__YOUR OBJECTIVE__:
Report every line of the data that contains the word "circle".

__GIVEN DATA__:
[Start]

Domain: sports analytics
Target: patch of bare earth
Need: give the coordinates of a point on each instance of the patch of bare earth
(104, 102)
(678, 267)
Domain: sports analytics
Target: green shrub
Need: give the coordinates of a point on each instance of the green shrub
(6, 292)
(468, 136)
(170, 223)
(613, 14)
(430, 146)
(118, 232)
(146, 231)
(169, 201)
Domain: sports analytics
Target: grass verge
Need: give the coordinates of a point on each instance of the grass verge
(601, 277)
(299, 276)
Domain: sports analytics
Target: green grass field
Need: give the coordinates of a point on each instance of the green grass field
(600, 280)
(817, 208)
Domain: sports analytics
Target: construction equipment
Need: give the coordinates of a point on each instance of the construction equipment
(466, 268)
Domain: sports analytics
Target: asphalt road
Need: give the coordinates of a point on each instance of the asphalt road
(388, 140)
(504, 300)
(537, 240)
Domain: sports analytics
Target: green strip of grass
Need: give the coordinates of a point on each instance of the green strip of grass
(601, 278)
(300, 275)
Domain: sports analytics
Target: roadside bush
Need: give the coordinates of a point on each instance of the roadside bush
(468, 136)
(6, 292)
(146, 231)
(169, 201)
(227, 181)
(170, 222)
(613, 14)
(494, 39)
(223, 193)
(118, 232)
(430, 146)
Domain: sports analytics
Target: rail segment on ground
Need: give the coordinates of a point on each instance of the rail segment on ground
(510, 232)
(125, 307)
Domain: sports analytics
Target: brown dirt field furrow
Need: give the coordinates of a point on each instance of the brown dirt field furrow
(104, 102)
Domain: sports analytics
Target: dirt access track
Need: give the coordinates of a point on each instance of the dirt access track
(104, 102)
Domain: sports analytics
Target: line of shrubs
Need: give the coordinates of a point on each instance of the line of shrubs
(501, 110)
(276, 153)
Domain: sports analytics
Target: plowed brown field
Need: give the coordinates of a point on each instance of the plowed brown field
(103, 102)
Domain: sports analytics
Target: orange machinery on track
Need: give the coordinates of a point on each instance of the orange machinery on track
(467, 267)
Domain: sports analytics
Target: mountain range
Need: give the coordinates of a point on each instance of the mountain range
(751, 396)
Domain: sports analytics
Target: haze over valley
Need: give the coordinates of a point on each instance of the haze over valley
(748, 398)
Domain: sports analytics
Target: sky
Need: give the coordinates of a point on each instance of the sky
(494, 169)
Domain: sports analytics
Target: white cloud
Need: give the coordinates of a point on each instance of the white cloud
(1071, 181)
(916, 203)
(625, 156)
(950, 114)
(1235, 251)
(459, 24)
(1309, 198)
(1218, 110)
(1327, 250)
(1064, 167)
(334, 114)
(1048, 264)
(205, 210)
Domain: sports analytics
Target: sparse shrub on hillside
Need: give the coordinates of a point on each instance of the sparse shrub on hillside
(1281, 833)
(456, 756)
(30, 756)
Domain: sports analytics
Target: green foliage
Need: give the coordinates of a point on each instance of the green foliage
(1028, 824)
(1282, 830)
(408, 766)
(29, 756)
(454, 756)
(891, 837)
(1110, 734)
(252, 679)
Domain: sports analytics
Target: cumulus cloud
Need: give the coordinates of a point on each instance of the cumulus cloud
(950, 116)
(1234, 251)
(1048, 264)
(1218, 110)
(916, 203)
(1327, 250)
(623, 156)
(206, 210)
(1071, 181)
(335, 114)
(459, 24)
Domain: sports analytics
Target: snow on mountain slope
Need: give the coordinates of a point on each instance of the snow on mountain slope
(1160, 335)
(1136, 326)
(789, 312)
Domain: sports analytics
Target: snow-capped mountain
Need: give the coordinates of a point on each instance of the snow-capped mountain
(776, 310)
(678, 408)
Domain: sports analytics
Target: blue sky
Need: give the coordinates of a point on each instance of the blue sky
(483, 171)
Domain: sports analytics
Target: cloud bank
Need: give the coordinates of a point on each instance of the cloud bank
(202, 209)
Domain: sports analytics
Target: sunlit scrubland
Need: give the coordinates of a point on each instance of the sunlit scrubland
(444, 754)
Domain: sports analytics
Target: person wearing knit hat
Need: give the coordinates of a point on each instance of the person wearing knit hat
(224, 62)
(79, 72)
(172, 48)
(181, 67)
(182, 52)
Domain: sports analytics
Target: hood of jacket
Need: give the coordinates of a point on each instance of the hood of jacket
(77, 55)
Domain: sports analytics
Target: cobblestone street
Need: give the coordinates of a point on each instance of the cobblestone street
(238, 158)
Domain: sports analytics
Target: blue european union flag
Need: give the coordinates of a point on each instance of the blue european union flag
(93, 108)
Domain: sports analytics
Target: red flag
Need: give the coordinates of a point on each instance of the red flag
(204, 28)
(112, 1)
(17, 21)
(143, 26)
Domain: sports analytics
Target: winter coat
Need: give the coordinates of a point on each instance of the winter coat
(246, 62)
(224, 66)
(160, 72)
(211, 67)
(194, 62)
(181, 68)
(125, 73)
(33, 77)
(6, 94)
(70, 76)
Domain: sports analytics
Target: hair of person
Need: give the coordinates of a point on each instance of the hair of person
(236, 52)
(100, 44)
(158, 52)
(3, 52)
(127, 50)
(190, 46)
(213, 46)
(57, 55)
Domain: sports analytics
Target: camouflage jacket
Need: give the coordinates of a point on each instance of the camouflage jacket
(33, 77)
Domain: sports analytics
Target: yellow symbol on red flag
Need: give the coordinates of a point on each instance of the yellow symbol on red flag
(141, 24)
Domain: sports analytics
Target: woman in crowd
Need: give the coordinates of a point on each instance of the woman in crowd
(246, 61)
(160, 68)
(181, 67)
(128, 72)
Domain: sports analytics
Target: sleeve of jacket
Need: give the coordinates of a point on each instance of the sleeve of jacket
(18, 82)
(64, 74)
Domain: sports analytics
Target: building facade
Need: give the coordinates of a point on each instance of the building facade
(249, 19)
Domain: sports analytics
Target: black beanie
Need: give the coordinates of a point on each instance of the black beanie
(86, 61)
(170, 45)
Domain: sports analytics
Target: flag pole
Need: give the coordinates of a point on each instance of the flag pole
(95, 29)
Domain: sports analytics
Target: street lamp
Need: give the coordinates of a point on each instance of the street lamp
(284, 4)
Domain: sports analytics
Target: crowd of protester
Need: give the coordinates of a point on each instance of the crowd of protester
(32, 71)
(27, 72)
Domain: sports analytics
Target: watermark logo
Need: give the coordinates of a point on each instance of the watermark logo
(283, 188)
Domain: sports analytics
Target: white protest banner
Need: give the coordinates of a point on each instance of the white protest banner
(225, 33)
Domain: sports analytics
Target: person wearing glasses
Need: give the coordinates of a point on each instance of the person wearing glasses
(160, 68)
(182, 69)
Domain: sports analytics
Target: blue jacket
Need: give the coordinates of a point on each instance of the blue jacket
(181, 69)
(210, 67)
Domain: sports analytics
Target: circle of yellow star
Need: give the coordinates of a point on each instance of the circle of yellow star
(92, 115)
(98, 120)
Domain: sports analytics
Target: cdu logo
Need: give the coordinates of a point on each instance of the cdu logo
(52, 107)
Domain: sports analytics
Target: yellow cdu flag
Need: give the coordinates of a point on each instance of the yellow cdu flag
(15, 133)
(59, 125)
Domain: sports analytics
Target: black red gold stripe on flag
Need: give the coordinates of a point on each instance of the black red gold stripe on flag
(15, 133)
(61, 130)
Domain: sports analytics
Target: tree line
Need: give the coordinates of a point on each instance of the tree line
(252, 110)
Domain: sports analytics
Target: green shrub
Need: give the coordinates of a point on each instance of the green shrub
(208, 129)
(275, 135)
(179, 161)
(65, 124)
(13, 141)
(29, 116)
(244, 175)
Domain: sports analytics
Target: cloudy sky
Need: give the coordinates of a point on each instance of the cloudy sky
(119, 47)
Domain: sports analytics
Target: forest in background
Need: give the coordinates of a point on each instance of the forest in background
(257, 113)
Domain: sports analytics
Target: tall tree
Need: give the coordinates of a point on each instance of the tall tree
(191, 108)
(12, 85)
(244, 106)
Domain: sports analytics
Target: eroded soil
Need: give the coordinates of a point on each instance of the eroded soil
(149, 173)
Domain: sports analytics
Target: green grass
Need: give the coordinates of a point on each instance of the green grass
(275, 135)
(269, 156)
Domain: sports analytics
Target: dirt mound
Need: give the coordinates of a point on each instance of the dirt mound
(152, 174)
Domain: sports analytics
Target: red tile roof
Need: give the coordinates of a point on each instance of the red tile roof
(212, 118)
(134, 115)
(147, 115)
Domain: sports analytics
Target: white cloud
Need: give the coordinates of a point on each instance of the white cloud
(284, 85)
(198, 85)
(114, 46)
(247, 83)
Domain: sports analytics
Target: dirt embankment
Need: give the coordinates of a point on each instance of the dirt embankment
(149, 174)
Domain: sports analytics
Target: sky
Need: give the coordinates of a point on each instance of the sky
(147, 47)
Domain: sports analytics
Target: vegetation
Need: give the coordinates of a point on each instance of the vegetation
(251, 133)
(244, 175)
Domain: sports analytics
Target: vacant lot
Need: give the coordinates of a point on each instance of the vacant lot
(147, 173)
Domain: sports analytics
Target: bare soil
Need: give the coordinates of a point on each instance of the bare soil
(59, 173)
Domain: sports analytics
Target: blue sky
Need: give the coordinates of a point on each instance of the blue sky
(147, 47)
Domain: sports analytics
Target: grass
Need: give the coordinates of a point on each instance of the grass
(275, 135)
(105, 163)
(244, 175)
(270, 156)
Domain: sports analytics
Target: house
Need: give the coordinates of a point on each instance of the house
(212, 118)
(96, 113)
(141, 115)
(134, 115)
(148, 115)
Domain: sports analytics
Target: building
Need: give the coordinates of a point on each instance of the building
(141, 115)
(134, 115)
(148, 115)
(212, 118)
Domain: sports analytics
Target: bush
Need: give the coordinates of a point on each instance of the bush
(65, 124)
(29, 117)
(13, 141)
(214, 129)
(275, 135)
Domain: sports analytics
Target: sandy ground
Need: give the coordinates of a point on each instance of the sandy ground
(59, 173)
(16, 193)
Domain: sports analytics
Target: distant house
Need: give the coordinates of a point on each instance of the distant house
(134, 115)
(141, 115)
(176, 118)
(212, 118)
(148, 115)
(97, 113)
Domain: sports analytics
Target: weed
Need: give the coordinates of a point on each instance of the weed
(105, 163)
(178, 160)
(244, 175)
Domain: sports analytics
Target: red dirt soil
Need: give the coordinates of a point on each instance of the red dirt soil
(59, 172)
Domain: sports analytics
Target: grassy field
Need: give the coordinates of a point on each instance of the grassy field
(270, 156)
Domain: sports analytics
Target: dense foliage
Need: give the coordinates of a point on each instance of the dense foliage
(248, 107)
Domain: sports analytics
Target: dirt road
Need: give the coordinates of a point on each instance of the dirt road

[End]

__SOLUTION FOR THIS EXERCISE__:
Target: circle of yellow star
Need: give the coordinates of a point on each instance of the circle of yellow star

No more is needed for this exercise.